== Your goal ==
Can you reproduce each of the following entries line for line, without changing anything?

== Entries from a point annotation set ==
____________
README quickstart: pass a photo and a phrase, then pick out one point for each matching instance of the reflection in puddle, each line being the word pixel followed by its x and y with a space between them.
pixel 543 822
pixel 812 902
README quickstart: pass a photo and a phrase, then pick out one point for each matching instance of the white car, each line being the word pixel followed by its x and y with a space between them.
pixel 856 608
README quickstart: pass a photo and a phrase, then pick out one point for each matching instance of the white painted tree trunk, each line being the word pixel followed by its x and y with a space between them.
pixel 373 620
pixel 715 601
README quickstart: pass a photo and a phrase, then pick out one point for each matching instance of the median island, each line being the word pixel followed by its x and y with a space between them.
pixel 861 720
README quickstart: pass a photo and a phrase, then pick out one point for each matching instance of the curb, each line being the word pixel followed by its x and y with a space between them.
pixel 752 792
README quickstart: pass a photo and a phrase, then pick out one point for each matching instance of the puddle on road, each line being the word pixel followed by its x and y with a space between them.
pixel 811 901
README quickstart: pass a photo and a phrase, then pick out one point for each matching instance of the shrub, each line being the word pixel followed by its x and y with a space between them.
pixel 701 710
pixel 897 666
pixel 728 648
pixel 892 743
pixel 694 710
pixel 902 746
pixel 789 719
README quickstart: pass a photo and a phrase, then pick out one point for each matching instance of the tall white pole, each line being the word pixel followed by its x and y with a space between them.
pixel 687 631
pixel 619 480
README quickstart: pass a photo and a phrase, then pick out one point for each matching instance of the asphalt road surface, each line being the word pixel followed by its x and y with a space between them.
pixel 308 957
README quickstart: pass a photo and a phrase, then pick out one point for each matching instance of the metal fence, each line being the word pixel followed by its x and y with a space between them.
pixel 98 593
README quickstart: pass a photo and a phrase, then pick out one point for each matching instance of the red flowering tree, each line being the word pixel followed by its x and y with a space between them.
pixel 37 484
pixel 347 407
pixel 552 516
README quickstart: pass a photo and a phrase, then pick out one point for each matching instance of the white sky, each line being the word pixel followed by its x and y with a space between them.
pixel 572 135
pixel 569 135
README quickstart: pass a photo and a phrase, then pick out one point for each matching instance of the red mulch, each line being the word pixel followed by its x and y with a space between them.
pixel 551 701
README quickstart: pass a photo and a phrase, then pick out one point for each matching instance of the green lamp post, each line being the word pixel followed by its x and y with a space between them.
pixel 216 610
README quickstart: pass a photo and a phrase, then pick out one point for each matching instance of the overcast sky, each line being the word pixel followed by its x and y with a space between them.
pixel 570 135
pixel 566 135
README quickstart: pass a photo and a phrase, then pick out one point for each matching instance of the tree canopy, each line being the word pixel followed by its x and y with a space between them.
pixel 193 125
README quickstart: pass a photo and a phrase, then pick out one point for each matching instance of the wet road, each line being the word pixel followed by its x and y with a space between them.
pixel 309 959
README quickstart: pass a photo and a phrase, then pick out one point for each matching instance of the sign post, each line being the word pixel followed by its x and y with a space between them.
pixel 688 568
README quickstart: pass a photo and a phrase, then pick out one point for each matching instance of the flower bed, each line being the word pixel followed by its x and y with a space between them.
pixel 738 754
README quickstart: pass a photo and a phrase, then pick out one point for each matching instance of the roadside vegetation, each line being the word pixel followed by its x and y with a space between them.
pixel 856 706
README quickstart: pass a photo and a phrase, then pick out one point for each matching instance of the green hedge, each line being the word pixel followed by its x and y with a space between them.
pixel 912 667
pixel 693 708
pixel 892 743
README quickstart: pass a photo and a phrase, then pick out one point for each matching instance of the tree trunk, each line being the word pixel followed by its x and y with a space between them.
____________
== Written response ==
README quickstart: pass a photo and a phrase, then pick out one point for each matching instance of the reflection in puddle, each line being the word pixel followed by its x and y with a space between them.
pixel 543 822
pixel 812 902
README quickstart: pass a photo and a phrase, then pick out one point for each matching instance of the white car, each line being the word pixel followed by its x and y with a space between them.
pixel 856 608
README quickstart: pass a photo and a phrase, then pick out one point for each matching instance of the white painted tree trunk, each line being the word pixel followed by its x and y with a space between them.
pixel 373 620
pixel 715 601
README quickstart: pass a photo and a phrase, then pick out one point for each matching instance of the median island, each line being the word pixel followed by its x and y with a space between them.
pixel 861 720
README quickstart: pass a photo and a phrase, then pick out one point for each matching instance of the curb, each line being the word pixel followed by its x and y with a space between them.
pixel 752 792
README quickstart: pass a photo and a phrase, then pick out one point for each matching instance of the puddle on road, each line being the word pixel followed by its x and y with a space between them.
pixel 811 901
README quickstart: pass a photo and a phrase, then pick out one point for each matching instance of the shrub, each line being the word pixel followed by its x and y with a space between them.
pixel 701 710
pixel 897 666
pixel 728 648
pixel 892 743
pixel 694 710
pixel 902 746
pixel 789 719
README quickstart: pass a photo and a phrase, then pick out one point for each matching instance of the tall white pole, each line being the word pixel followed by its x and y with a space between them.
pixel 687 631
pixel 619 480
README quickstart: pass a photo and a phrase, then pick out one point for each matching instance of the asphalt road surface, each line being the word pixel followed by its x and y with a space between them.
pixel 308 957
README quickstart: pass a photo and a phrase, then pick out one point for each matching instance of the metal fence, each line being the word pixel followed by its x and y with a space between them.
pixel 98 593
README quickstart: pass a photo and a phrase, then pick out one point for each matching instance of the red flowering tree, each line being the word pixel followed by its x and y with a space between them.
pixel 37 484
pixel 347 407
pixel 552 516
README quickstart: pass a photo and a phrase, then pick out one point for each matching instance of the white sky, each line being the word pixel followed by its x and y with a space between them.
pixel 572 135
pixel 569 135
README quickstart: pass a photo and a phrase, then pick out one point for each matching instance of the red mulch, each line being the word pixel followed by its x and y with a space between them.
pixel 551 701
README quickstart: pass a photo and a phrase, then pick out one point for each matching instance of the green lamp post, each line being the word pixel followed by its x and y with a space between them.
pixel 216 610
README quickstart: pass a photo and a phrase, then pick out one point for each matching instance of the overcast sky, each line being the word pixel followed by its x and y with a space between them.
pixel 570 135
pixel 566 135
README quickstart: pass a photo and a phrase, then pick out one point for each matching instance of the tree canopy, each line being the word pixel followed by its x and y with a space between them.
pixel 193 125
README quickstart: pass a photo and a phrase, then pick out one point for each matching instance of the wet road, each line being the word pixel followed by its x and y with a space between them.
pixel 309 959
README quickstart: pass a photo and a phrase, then pick out one point for each matching instance of the sign post, each line being the word pixel followed by its x and y with a space between them.
pixel 688 568
README quickstart: pass a photo and a phrase, then pick out one point for each matching instance of the flower bed, each line being the word pixel followed by its x and y with a space between them.
pixel 738 754
README quickstart: pass a photo and a phrase, then pick out one point for each matching instance of the roadside vegetation, each line being the word pixel followed by its x and y with a space between them.
pixel 856 706
README quickstart: pass a photo and a phrase, then pick out one point for each matching instance of the green hedge, each line being the word pixel followed by its x and y with a space between them.
pixel 912 667
pixel 693 708
pixel 892 743
README quickstart: pass a photo and a phrase, then pick out one point for each matching instance of the tree trunk, each line being the word pixel followed by its x and y with a space between them.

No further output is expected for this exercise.